Below is a set of records; restate each one word for word.

========

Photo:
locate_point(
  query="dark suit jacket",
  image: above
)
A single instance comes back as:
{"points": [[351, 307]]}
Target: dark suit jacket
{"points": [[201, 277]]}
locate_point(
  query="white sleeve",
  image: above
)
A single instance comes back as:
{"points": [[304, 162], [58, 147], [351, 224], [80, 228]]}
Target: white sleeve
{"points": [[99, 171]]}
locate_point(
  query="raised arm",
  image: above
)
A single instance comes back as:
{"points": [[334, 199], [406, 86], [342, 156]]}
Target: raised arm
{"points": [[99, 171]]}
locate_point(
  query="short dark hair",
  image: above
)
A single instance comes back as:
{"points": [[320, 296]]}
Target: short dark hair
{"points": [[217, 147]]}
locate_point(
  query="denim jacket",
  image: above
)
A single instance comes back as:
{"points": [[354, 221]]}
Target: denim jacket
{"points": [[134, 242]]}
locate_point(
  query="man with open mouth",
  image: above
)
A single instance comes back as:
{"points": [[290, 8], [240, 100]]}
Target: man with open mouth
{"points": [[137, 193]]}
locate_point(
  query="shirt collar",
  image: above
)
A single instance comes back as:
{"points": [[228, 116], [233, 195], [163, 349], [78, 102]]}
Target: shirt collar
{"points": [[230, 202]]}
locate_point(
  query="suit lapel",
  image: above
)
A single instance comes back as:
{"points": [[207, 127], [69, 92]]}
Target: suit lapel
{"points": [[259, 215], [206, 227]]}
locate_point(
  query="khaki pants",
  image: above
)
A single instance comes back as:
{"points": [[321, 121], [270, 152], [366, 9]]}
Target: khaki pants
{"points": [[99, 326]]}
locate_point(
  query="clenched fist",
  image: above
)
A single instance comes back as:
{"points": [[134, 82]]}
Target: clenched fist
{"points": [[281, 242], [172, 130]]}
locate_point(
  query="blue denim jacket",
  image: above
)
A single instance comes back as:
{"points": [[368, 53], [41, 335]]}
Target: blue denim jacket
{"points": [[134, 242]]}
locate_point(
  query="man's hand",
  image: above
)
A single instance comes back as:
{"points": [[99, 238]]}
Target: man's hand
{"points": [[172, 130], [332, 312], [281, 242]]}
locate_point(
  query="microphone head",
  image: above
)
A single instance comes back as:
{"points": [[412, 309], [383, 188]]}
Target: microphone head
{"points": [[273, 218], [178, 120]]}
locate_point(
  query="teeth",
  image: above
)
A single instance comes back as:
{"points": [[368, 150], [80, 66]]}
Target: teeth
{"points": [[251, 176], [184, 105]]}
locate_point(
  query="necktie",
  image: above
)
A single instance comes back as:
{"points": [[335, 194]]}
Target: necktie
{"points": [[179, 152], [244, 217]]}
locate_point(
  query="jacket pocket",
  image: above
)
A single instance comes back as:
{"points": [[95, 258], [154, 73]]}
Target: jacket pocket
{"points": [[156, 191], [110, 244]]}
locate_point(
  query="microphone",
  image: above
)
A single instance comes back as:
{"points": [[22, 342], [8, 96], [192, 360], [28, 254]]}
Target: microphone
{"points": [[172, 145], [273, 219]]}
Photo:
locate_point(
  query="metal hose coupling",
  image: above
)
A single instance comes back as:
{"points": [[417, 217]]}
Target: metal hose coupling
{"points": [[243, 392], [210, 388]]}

========

EXPECTED ANSWER |
Photo:
locate_point(
  query="dark suit jacket",
  image: above
)
A single instance comes back as:
{"points": [[351, 307]]}
Target: dark suit jacket
{"points": [[201, 277]]}
locate_point(
  query="white sleeve",
  image: above
)
A single instance comes back as:
{"points": [[304, 162], [58, 147], [351, 224], [80, 228]]}
Target: white sleeve
{"points": [[99, 171]]}
locate_point(
  query="raised arm",
  image: above
)
A single instance comes back as:
{"points": [[334, 199], [406, 86], [342, 156]]}
Target: raised arm
{"points": [[99, 171]]}
locate_point(
  query="short dark hair",
  image: above
)
A single instance comes back as:
{"points": [[320, 296]]}
Target: short dark hair
{"points": [[217, 147]]}
locate_point(
  query="denim jacket",
  image: above
)
A single instance comes back as:
{"points": [[354, 221]]}
Target: denim jacket
{"points": [[134, 242]]}
locate_point(
  query="man with open mouth",
  image: above
)
A single instance comes back as:
{"points": [[290, 8], [240, 100]]}
Target: man with open mouth
{"points": [[137, 193]]}
locate_point(
  query="shirt collar",
  image: above
)
A single instance comes back as:
{"points": [[228, 116], [233, 195], [163, 349], [78, 102]]}
Target: shirt collar
{"points": [[230, 202]]}
locate_point(
  query="suit lapel",
  image: above
)
A single instance comes back as:
{"points": [[207, 127], [69, 92]]}
Target: suit lapel
{"points": [[259, 215], [206, 227]]}
locate_point(
  query="khaki pants",
  image: above
)
A single instance comes back as:
{"points": [[321, 121], [270, 152], [366, 9]]}
Target: khaki pants
{"points": [[99, 326]]}
locate_point(
  query="clenched fist",
  image: above
)
A single instance comes back as:
{"points": [[134, 82]]}
Target: clenched fist
{"points": [[281, 242], [172, 130]]}
locate_point(
  query="blue denim jacket",
  image: above
)
A single instance comes back as:
{"points": [[368, 53], [41, 335]]}
Target: blue denim jacket
{"points": [[134, 242]]}
locate_point(
  query="man's hand",
  image: above
)
A single instance comes back as:
{"points": [[99, 238]]}
Target: man's hand
{"points": [[172, 130], [332, 312], [281, 242]]}
locate_point(
  query="microphone head",
  image: above
)
A single instance comes back as:
{"points": [[412, 309], [383, 188]]}
Target: microphone head
{"points": [[273, 218], [178, 120]]}
locate_point(
  query="teeth",
  image: above
)
A single instance comes back as:
{"points": [[368, 150], [80, 66]]}
Target: teeth
{"points": [[251, 176], [184, 105]]}
locate_point(
  query="necktie",
  image: above
)
A single instance comes back as:
{"points": [[335, 194]]}
Target: necktie
{"points": [[179, 152], [244, 217]]}
locate_point(
  query="jacket pocket",
  image: above
)
A single instance comes back as:
{"points": [[95, 258], [154, 73]]}
Target: jacket pocket
{"points": [[156, 191], [110, 244]]}
locate_point(
  query="microphone",
  image: above
)
A single instance comes back as:
{"points": [[22, 342], [8, 96], [192, 360], [28, 254]]}
Target: microphone
{"points": [[172, 145], [273, 219]]}
Photo:
locate_point(
  query="metal hose coupling",
  image: above
)
A single instance comes back as:
{"points": [[417, 217]]}
Target: metal hose coupling
{"points": [[243, 392], [210, 388]]}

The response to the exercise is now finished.